*VORGELEGTER TEXTAUSZUG*
L 9 SO 450/13 B ER

Land
Nordrhein-Westfalen
Sozialgericht
LSG Nordrhein-Westfalen
Sachgebiet
Sozialhilfe
Abteilung
9
1. Instanz
SG Düsseldorf (NRW)
Aktenzeichen
S 22 SO 496/13 ER
Datum
2. Instanz
LSG Nordrhein-Westfalen
Aktenzeichen
L 9 SO 450/13 B ER
Datum
3. Instanz
Bundessozialgericht
Aktenzeichen
-
Datum
-
Kategorie
Beschluss
Auf die Beschwerde des Antragsgegners wird der Beschluss des Sozialgerichts Düsseldorf vom 14.10.2013 geändert. Der Antragsgegner wird im Wege einer einstweiligen Anordnung verpflichtet, ab dem 04.09.2013 bis 06.07.2014 (Schuljahr 2013/2014) vorläufig die der Antragstellerin entstehenden Kosten für die Bereitstellung eines Integrationshelfers zur Begleitung der Antragstellerin während des Schulunterrichts in der I-schule in X in einem zeitlichen Umfang bis zu 19,5 Stunden wöchentlich - nach Maßgabe des Stundenplanes mit Ausnahme der für die Antragstellerin vorgesehenen Stunden mit sonderpädagogischer Förderung - bis zu einem Betrag von 700,- Euro monatlich zu übernehmen. Im übrigen wird die Beschwerde zurückgewiesen. Der Antragsgegner trägt die außergerichtlichen Kosten der Antragstellerin in beiden Rechtszügen. Im übrigen sind Kosten nicht zu erstatten.

*ANGABEN ZUR AUFGABE*
Führen Sie den Beschluss zum Integrationshelfer im Anschluss an seinen letzten Satz weiter. Die Zeilen sind eigenständiges Material und gehören nicht zum Beschluss zum Integrationshelfer.

*GESPEICHERTE DATEN*
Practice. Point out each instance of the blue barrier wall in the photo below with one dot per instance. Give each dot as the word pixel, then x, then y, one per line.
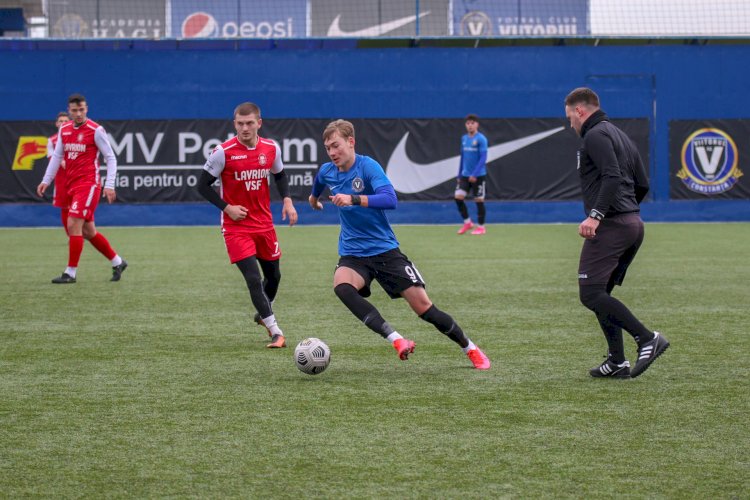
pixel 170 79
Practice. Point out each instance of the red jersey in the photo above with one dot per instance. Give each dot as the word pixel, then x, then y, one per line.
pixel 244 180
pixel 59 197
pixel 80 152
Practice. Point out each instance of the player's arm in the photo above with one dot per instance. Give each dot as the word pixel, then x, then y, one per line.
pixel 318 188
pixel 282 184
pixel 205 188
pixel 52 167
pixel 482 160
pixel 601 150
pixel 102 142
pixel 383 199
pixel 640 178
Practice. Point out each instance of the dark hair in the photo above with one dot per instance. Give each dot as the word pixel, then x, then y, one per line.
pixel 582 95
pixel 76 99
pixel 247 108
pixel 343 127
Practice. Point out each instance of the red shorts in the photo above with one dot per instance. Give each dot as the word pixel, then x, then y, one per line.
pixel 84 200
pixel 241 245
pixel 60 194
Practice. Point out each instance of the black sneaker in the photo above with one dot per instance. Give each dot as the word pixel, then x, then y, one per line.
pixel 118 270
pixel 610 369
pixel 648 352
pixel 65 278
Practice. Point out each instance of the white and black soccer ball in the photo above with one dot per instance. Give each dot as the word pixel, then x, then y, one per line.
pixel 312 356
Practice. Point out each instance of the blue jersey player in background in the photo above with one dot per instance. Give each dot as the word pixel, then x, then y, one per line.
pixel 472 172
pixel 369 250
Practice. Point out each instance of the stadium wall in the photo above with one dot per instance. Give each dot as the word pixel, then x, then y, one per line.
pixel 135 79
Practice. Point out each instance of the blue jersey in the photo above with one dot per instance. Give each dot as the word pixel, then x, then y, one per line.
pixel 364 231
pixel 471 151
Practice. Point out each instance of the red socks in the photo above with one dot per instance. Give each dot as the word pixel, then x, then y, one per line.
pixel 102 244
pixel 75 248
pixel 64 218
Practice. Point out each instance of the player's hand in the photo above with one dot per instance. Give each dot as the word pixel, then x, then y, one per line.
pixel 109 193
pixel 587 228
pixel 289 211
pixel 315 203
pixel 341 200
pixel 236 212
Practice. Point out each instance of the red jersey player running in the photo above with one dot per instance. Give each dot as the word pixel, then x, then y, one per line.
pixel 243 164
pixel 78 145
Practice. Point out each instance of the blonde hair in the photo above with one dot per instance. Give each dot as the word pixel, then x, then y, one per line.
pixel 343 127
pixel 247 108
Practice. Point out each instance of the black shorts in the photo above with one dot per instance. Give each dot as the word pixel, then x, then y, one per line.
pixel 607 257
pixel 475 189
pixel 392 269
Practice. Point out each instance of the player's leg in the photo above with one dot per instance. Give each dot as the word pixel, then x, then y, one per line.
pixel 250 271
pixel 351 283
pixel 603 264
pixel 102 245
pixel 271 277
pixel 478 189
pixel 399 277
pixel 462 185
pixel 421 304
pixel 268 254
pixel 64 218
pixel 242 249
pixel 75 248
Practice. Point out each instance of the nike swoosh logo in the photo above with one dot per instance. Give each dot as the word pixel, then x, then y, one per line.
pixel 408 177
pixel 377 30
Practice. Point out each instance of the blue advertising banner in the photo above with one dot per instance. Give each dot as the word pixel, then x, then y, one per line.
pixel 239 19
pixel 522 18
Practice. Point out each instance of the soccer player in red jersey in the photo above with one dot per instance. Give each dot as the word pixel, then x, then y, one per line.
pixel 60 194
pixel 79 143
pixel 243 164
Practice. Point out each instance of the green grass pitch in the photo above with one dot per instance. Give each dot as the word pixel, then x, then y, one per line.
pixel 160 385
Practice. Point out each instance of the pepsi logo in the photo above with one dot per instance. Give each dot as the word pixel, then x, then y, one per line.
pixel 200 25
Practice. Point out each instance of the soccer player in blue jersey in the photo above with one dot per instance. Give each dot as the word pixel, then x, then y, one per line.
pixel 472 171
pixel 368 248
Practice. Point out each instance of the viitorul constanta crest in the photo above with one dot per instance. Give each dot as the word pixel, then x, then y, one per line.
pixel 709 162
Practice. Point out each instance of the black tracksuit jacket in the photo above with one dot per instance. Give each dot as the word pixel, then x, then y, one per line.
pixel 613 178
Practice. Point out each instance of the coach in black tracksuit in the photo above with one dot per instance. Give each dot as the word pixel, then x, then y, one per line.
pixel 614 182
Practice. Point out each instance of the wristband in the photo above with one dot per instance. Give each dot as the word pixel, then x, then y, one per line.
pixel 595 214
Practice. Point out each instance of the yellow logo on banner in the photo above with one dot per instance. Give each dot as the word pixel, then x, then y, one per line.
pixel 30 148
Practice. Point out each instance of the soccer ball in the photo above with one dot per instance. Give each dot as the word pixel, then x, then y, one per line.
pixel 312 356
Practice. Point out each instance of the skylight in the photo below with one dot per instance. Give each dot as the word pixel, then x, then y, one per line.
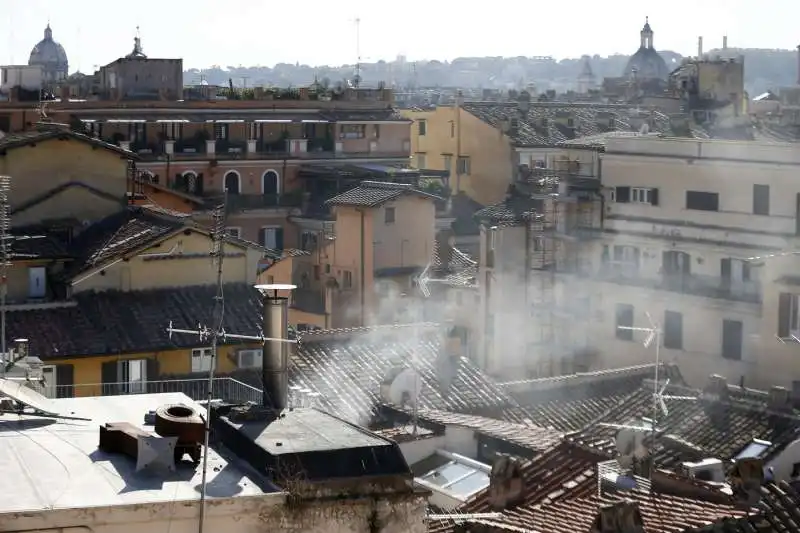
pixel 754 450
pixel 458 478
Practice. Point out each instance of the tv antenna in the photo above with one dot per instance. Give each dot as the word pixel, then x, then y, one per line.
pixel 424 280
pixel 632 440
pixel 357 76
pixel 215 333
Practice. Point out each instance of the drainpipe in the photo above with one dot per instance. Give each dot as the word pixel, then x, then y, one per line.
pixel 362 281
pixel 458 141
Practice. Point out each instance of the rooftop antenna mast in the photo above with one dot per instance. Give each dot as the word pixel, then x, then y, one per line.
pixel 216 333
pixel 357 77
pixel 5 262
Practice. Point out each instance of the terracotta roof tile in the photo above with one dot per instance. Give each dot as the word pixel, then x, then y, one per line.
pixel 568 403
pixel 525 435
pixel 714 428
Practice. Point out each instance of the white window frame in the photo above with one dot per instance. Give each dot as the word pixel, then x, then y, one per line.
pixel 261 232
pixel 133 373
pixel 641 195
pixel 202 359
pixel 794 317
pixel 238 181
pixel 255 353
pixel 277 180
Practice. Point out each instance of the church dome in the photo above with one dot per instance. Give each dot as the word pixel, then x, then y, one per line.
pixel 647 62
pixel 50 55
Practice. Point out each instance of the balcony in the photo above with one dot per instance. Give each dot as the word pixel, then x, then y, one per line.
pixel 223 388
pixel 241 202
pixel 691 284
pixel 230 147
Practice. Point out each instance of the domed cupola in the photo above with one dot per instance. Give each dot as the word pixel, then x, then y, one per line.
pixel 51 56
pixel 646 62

*ERGEBNIS DER AUFGABE*
Gründe:

Die zulässige Beschwerde des Antragsgegners ist überwiegend unbegründet. Im Wesentlichen zu Recht hat das Sozialgericht den Antragsgegner anlässlich des Antrages der Antragstellerin nach § 86 b Abs. 2 Satz 2 Sozialgerichtsgesetz (SGG) vorläufig verpflichtet, die Kosten für die Inanspruchnahme eines Integrationshelfers zur Begleitung der Antragstellerin während des Schulbesuchs zu übernehmen. Geringfügige Modifikationen der Entscheidung des Sozialgerichts waren allerdings betreffend Dauer und Umfang der begehrten Hilfe angezeigt, weshalb nicht zuletzt aus Klarstellungsgründen der Tenor der Entscheidung neu zu fassen war.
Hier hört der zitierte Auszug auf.